Coordinate labeling data:
════════════════

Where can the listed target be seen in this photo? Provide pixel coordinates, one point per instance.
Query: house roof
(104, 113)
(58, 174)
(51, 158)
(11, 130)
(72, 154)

════════════════

PROBLEM DETAILS ▸ Write out every row above line by line, keeping each character and the original order.

SOLUTION BELOW ▸
Where can the listed target be seen in this photo? Provide pixel coordinates, one point per instance.
Query: house roof
(104, 113)
(58, 174)
(51, 158)
(11, 130)
(72, 154)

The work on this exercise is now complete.